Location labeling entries
··········
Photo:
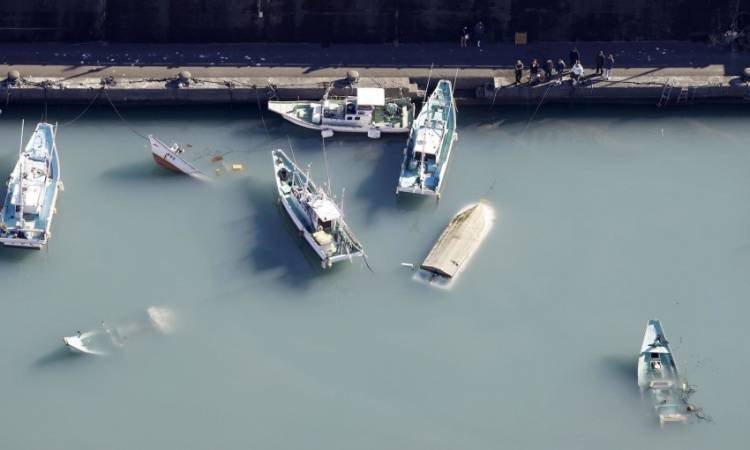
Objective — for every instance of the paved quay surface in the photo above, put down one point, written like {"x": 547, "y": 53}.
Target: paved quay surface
{"x": 482, "y": 73}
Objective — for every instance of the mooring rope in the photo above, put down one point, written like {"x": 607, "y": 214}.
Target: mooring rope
{"x": 85, "y": 110}
{"x": 122, "y": 118}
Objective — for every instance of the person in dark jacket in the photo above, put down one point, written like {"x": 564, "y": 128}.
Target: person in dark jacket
{"x": 600, "y": 63}
{"x": 534, "y": 75}
{"x": 479, "y": 32}
{"x": 560, "y": 68}
{"x": 549, "y": 66}
{"x": 519, "y": 71}
{"x": 608, "y": 66}
{"x": 575, "y": 55}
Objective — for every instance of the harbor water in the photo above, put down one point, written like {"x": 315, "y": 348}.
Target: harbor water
{"x": 605, "y": 218}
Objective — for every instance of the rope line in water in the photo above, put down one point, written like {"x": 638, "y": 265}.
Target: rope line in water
{"x": 85, "y": 110}
{"x": 120, "y": 116}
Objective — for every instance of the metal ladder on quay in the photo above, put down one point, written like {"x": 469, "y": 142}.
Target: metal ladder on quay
{"x": 666, "y": 93}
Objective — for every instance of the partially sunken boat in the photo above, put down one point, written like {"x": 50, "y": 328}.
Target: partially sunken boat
{"x": 26, "y": 215}
{"x": 170, "y": 157}
{"x": 430, "y": 142}
{"x": 367, "y": 112}
{"x": 317, "y": 217}
{"x": 657, "y": 375}
{"x": 107, "y": 338}
{"x": 459, "y": 240}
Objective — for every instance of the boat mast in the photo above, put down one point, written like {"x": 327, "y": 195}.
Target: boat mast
{"x": 20, "y": 176}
··········
**Objective**
Please reproduce all of the entries above word for word, leaving out the pictures.

**Answer to the task**
Photo:
Objective — for every instance of the paved quay surface in the photo above, put down one point, written like {"x": 547, "y": 53}.
Target: paved quay surface
{"x": 482, "y": 73}
Objective — for every instance of the mooring rope in the photo above, put down one point, written like {"x": 607, "y": 214}.
Target: mooring rope
{"x": 85, "y": 110}
{"x": 122, "y": 118}
Objective — for every instance of the person in dark jacket in the photo above, put down one point, written like {"x": 564, "y": 128}.
Target: person in dark jacket
{"x": 600, "y": 63}
{"x": 534, "y": 75}
{"x": 479, "y": 32}
{"x": 560, "y": 68}
{"x": 549, "y": 66}
{"x": 519, "y": 71}
{"x": 608, "y": 66}
{"x": 575, "y": 55}
Objective — for every instance of the harbor water in the photo above, put down one point, written like {"x": 315, "y": 348}.
Target: harbor water
{"x": 605, "y": 218}
Objective — for every instance of the rope line in water in the photo above, put down one point, written like {"x": 638, "y": 265}.
Target: rope line in water
{"x": 85, "y": 110}
{"x": 120, "y": 116}
Objective — for every instance of the metal ladder on quay in the photo above, put down one point, written like {"x": 469, "y": 142}.
Target: metal ladder on quay
{"x": 666, "y": 93}
Objective — for every instance of the partially sunken boat in the photo above, put down one point, written like {"x": 50, "y": 328}.
Target: partially sunken boat
{"x": 26, "y": 215}
{"x": 170, "y": 157}
{"x": 430, "y": 142}
{"x": 367, "y": 112}
{"x": 317, "y": 217}
{"x": 657, "y": 375}
{"x": 107, "y": 338}
{"x": 459, "y": 240}
Objective — for every instance of the boat mast in the photo above, put down one point, written like {"x": 327, "y": 195}.
Target: boat mast
{"x": 20, "y": 176}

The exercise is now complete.